§ **WRITTEN INSTRUCTION**
Copy all of the data below word for word, omitting the pictures.

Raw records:

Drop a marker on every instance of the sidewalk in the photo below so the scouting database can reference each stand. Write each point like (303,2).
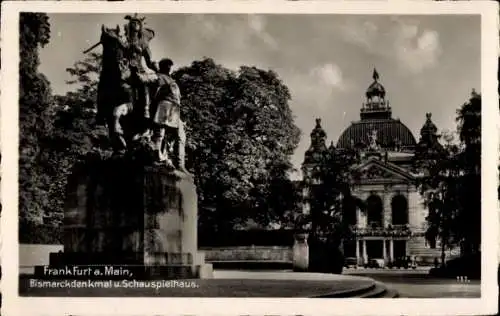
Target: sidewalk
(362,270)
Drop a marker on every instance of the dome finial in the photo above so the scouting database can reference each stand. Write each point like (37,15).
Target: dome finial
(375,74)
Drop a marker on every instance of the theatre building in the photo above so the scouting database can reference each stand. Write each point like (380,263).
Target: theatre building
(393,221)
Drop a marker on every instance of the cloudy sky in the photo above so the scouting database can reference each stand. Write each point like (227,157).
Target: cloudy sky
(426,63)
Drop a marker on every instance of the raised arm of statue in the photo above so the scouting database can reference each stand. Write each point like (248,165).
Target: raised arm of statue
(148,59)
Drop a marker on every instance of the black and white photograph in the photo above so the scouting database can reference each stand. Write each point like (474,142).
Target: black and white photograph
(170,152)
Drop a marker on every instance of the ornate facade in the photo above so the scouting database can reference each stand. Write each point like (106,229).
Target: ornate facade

§ **THE REPLY**
Drop a marker on every instance of the sidewalk in the photo below so the scouting database can reference each stand. Write each point like (303,2).
Target: sidewalk
(362,270)
Drop a marker on every instance of the dome finial in the photo above so the scouting database can reference each stand. Write each point like (37,15).
Target: dome finial
(375,74)
Drop a marker on every instance of the theatre building in the photo above so the scouting database can reference each stand. Write each point like (380,263).
Target: theatre building
(393,221)
Drop a marker on every instance of the cloudy sky in the photo above so the scouting database can reference each stand. Write each point like (227,157).
Target: cloudy sky
(426,63)
Drop a marker on every instance of the raised arm of statue in the photo above so the scouting database can reference each stand. Write each point like (248,165).
Target: raised arm of statue
(148,59)
Drop a marker on every instance of the black and white photograph in the photo above so the scouting database can reference each stand. Write each point like (474,142).
Target: black and white photograph
(170,152)
Drop a marker on every instance of the ornate facade in the photo above so the scouting database can reference each stand. Write each point like (106,229).
Target: ornate facade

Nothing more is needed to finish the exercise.